* **本文抜粋**:
• • •
プレジデントオンライン / 2019年12月30日 11時15分

※写真はイメージです - 写真=iStock.com/Evgeny555

AI(人工知能)は人類に何をもたらすのか。編集者の菅付雅信氏は「霊長類研究の権威、山極寿一氏は、『動物には、曖昧なものを曖昧なままで理解する“情緒”がある。しかしAIなどの情報技術は曖昧さを排除してしまう。世界は情報だけでできているわけではないのに』と話した。私たちはAI社会の問題点を考える必要がある」という――。

※本稿は、菅付雅信『動物と機械から離れて AIが変える世界と人間の未来』(新潮社)の一部を再編集したものです。

■霊長類研究者・山極寿一に聞く「人間と動物の違い」

人間の「動物化」を考えるとき、東浩紀と並んでどうしても訪ねたい人物がいた。霊長類研究の世界的権威であり、京都大学総長を務める山極寿一だ。
• • •
* **取り組む課題**:
1. 抜粋について次の問いに答えてください。
(a) 「動物には、曖昧なものを曖昧なままで理解する“情緒”がある」と話したのは誰ですか。
(b) 本稿のもとになった書籍の出版社はどこですか。
(c) 山極寿一は何を務めている人物として紹介されていますか。
2. 抜粋の中で、山極寿一はAIなどの情報技術のどこに問題があると話していますか。その理由も含めて1〜3文で説明してください。
3. 抜粋の内容を2文で要約してください。

* **データ資料**:
• • •
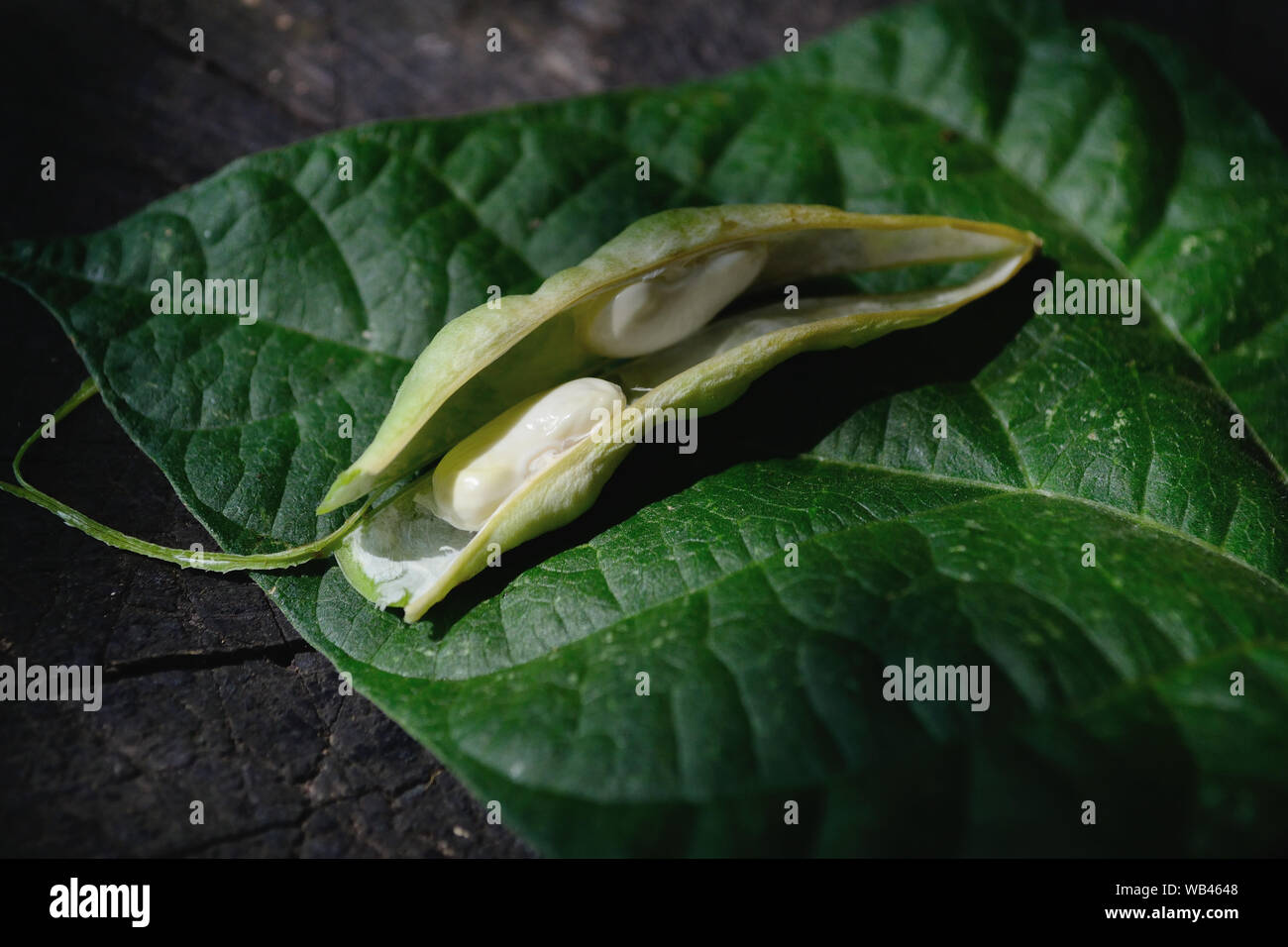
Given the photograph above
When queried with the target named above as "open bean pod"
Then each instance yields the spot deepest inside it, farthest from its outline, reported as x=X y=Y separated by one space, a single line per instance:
• • •
* **解答例**:
1.
(a) 山極寿一
(b) 新潮社
(c) 京都大学総長

2. 動物には曖昧なものを曖昧なままで理解する「情緒」があるのに、AIなどの情報技術はその曖昧さを排除してしまう、と山極寿一は話しています。世界は情報だけでできているわけではないというのがその理由です。

3. 編集者の菅付雅信は、霊長類研究の権威である山極寿一の「動物には曖昧なものを曖昧なままで理解する情緒があるが、AIなどの情報技術は曖昧さを排除してしまう」という言葉を紹介し、AI社会の問題点を考える必要があると述べています。人間の「動物化」を考えるにあたり、菅付は東浩紀と並んで、京都大学総長を務める山極寿一をぜひ訪ねたいと考えていました。